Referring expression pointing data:
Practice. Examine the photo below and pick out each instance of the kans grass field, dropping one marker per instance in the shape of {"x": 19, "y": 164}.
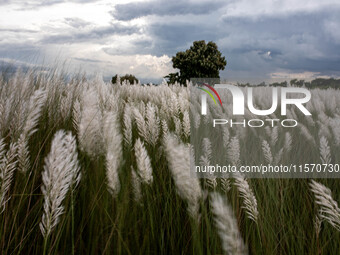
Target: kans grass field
{"x": 88, "y": 167}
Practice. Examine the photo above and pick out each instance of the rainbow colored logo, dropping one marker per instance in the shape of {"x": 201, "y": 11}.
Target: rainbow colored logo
{"x": 213, "y": 90}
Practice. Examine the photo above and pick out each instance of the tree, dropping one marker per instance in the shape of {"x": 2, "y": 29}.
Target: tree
{"x": 200, "y": 61}
{"x": 129, "y": 77}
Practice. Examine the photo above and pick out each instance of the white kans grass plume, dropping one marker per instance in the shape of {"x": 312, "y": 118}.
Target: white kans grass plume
{"x": 143, "y": 162}
{"x": 267, "y": 152}
{"x": 113, "y": 146}
{"x": 233, "y": 151}
{"x": 141, "y": 124}
{"x": 36, "y": 105}
{"x": 90, "y": 125}
{"x": 325, "y": 151}
{"x": 187, "y": 185}
{"x": 152, "y": 123}
{"x": 328, "y": 207}
{"x": 226, "y": 224}
{"x": 136, "y": 186}
{"x": 186, "y": 125}
{"x": 248, "y": 196}
{"x": 127, "y": 121}
{"x": 8, "y": 164}
{"x": 205, "y": 160}
{"x": 61, "y": 172}
{"x": 288, "y": 142}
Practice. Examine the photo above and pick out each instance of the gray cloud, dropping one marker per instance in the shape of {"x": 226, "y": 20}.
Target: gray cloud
{"x": 76, "y": 22}
{"x": 18, "y": 30}
{"x": 164, "y": 7}
{"x": 91, "y": 35}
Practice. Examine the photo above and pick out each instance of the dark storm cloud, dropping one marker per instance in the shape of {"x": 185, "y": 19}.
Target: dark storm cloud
{"x": 91, "y": 35}
{"x": 131, "y": 11}
{"x": 296, "y": 42}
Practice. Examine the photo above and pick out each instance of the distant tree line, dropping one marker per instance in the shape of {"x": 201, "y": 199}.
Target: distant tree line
{"x": 320, "y": 83}
{"x": 127, "y": 77}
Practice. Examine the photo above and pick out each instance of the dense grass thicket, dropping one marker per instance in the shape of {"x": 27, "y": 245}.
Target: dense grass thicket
{"x": 88, "y": 167}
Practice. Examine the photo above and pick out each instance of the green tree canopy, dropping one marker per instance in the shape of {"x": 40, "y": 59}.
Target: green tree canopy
{"x": 200, "y": 61}
{"x": 129, "y": 77}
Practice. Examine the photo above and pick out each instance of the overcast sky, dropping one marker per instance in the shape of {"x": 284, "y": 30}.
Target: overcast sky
{"x": 261, "y": 39}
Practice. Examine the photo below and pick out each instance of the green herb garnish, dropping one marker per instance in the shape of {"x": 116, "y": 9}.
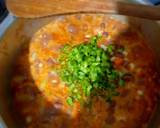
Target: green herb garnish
{"x": 88, "y": 71}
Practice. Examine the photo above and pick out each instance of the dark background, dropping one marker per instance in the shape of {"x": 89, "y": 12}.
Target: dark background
{"x": 3, "y": 11}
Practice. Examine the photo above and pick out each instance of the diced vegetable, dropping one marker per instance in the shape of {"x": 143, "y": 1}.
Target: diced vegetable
{"x": 86, "y": 68}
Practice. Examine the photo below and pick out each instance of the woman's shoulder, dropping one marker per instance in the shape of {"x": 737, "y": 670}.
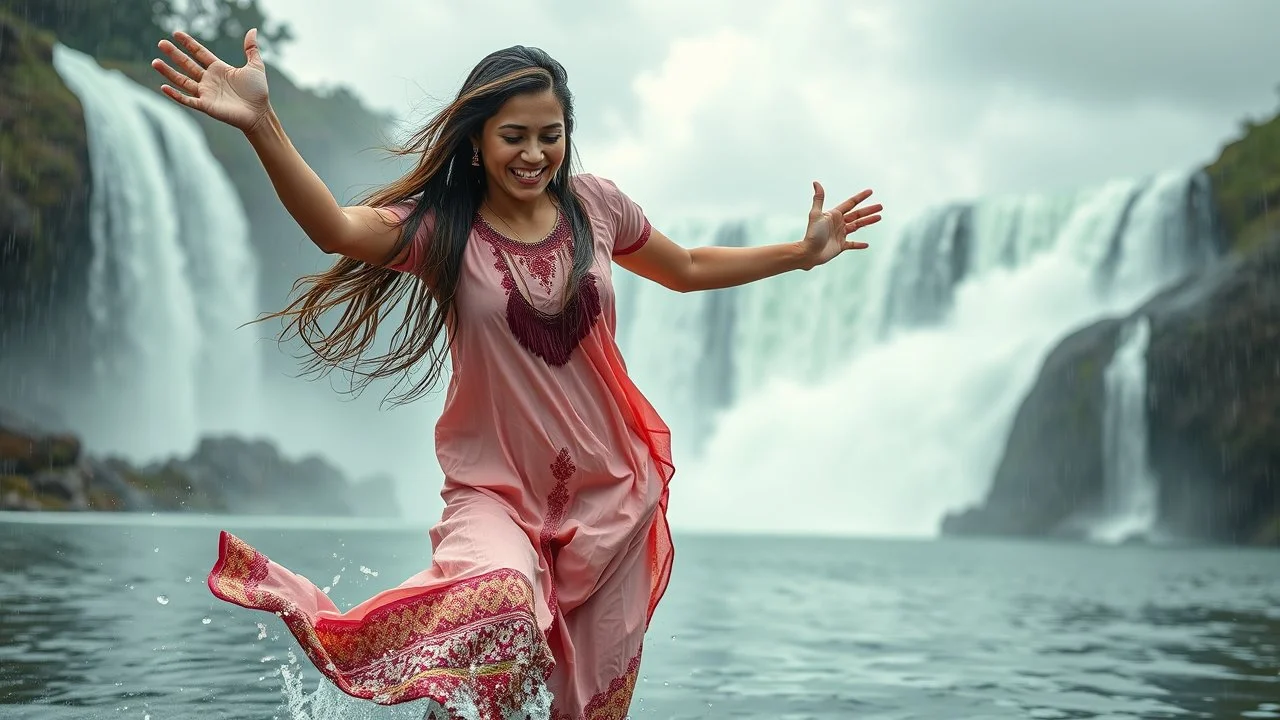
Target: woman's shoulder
{"x": 598, "y": 192}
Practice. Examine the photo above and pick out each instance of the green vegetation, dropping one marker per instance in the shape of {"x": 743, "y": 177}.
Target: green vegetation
{"x": 42, "y": 155}
{"x": 128, "y": 30}
{"x": 1247, "y": 185}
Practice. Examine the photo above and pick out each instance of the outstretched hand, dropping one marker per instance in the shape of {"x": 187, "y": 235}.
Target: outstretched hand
{"x": 828, "y": 231}
{"x": 201, "y": 81}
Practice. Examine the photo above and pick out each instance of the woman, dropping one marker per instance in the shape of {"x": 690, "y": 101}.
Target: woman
{"x": 553, "y": 548}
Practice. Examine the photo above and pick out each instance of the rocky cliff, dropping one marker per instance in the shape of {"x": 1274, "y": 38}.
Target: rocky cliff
{"x": 45, "y": 249}
{"x": 48, "y": 470}
{"x": 1212, "y": 391}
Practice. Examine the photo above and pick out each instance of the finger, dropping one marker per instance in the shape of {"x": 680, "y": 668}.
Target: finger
{"x": 863, "y": 212}
{"x": 183, "y": 82}
{"x": 199, "y": 51}
{"x": 251, "y": 51}
{"x": 853, "y": 201}
{"x": 193, "y": 103}
{"x": 862, "y": 223}
{"x": 183, "y": 60}
{"x": 819, "y": 195}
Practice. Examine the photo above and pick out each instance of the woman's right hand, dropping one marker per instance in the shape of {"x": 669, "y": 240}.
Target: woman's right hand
{"x": 201, "y": 81}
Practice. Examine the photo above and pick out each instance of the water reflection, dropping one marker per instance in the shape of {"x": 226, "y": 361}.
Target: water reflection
{"x": 750, "y": 628}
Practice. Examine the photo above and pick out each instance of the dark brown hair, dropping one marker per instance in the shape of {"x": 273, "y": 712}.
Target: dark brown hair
{"x": 444, "y": 185}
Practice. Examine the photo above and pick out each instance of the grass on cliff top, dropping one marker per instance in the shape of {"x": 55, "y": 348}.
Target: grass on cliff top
{"x": 1247, "y": 185}
{"x": 41, "y": 127}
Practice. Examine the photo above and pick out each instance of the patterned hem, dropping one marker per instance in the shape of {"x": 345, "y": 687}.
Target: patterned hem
{"x": 474, "y": 647}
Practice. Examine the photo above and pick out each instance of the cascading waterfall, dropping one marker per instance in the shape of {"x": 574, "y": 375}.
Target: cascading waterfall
{"x": 172, "y": 276}
{"x": 1129, "y": 484}
{"x": 876, "y": 393}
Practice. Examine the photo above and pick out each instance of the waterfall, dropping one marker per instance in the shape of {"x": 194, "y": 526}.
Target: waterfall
{"x": 1129, "y": 484}
{"x": 874, "y": 395}
{"x": 170, "y": 278}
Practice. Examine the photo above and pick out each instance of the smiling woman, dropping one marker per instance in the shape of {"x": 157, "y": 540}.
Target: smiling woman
{"x": 553, "y": 550}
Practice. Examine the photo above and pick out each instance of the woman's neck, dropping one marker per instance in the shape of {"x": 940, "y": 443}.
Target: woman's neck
{"x": 516, "y": 212}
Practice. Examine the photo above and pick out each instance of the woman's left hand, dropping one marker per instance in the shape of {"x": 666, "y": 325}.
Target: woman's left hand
{"x": 828, "y": 231}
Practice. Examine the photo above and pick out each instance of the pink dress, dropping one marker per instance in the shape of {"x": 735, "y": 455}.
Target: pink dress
{"x": 553, "y": 548}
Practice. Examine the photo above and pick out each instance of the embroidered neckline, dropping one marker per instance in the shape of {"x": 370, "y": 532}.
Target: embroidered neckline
{"x": 553, "y": 240}
{"x": 549, "y": 336}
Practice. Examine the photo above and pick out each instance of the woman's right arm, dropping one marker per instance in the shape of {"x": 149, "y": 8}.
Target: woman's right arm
{"x": 357, "y": 232}
{"x": 238, "y": 96}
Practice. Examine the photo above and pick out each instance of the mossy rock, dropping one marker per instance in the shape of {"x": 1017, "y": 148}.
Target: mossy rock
{"x": 1246, "y": 180}
{"x": 44, "y": 191}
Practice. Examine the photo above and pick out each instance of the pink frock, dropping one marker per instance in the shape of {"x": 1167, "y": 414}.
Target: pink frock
{"x": 553, "y": 548}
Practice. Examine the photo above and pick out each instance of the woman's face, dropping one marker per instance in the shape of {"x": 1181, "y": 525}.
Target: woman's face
{"x": 522, "y": 145}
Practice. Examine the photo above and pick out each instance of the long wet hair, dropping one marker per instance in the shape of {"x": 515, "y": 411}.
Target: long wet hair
{"x": 447, "y": 186}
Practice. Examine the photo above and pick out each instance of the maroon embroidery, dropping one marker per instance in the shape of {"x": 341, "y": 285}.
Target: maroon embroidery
{"x": 543, "y": 268}
{"x": 551, "y": 336}
{"x": 476, "y": 634}
{"x": 612, "y": 702}
{"x": 562, "y": 469}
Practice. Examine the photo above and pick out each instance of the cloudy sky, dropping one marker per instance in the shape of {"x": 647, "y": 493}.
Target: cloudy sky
{"x": 717, "y": 106}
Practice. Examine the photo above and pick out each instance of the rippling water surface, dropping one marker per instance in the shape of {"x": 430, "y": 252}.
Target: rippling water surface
{"x": 110, "y": 618}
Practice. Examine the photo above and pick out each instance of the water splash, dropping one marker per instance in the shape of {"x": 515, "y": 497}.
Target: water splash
{"x": 170, "y": 277}
{"x": 883, "y": 406}
{"x": 1129, "y": 484}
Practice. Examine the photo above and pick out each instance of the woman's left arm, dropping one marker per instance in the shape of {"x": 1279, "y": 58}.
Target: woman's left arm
{"x": 712, "y": 268}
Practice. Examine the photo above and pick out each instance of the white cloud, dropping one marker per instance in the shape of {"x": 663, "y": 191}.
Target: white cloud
{"x": 736, "y": 106}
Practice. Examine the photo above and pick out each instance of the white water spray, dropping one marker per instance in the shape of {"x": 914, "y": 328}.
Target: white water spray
{"x": 876, "y": 395}
{"x": 170, "y": 277}
{"x": 1129, "y": 484}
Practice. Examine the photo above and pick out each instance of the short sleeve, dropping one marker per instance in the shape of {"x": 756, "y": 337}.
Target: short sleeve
{"x": 417, "y": 247}
{"x": 631, "y": 227}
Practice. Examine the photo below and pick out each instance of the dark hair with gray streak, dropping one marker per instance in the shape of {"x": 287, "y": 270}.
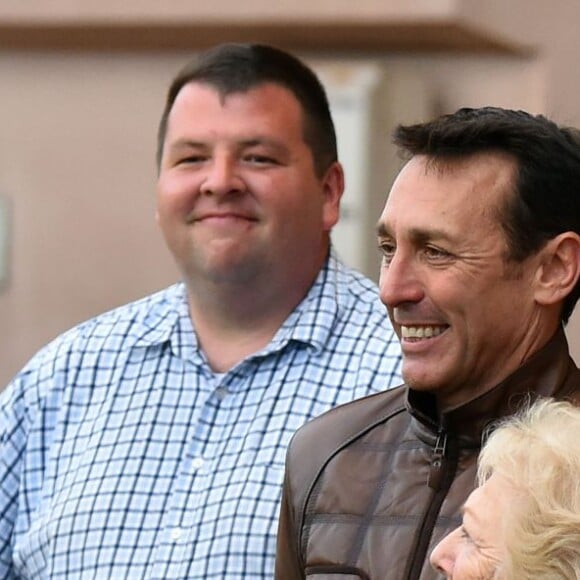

TASK DETAILS: What is needed is an exact transcription of the lines from the one holding "white cloud, dropping" to the end of the data, with every picture left out.

THE ANSWER:
Practice. Examine the photo above and pick out each instance of the white cloud, dropping one marker per instance in the shape of {"x": 663, "y": 191}.
Target: white cloud
{"x": 736, "y": 106}
Practice. Examine the photo above and pick out each instance of the white water spray, dropping one marker per instance in the shape of {"x": 914, "y": 328}.
Target: white water spray
{"x": 876, "y": 395}
{"x": 170, "y": 277}
{"x": 1129, "y": 484}
Practice. Examine the photo above and pick out each instance of the short sleeve, dropping one marker per instance in the shape of {"x": 756, "y": 337}.
Target: short sleeve
{"x": 417, "y": 247}
{"x": 631, "y": 227}
Practice. Examine the photo below and pick out each instance of the dark hair with gray streak, dropping one marker per instance in the shape of {"x": 287, "y": 270}.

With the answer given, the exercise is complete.